Your assignment:
From the line containing "Target: brown spot on leaf" onward to the last line of the data below, copy each line exactly and add nothing.

────

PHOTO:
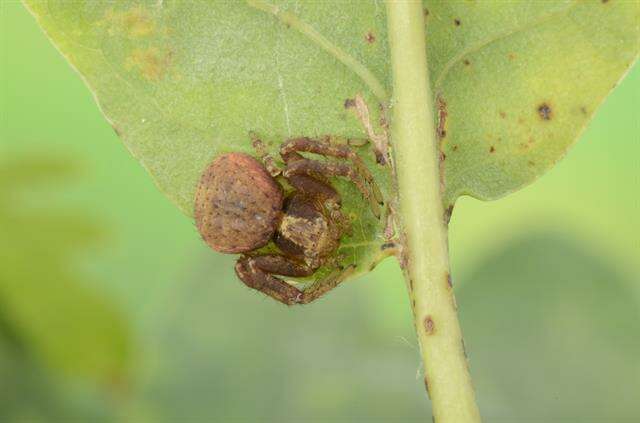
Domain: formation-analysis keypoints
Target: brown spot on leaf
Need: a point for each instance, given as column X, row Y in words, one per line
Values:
column 545, row 112
column 370, row 38
column 442, row 117
column 150, row 62
column 135, row 22
column 429, row 326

────

Final answer:
Target: brown spot on leaf
Need: a point for each instance, given as column X, row Y in words, one per line
Values:
column 545, row 112
column 370, row 38
column 442, row 117
column 150, row 62
column 135, row 22
column 429, row 326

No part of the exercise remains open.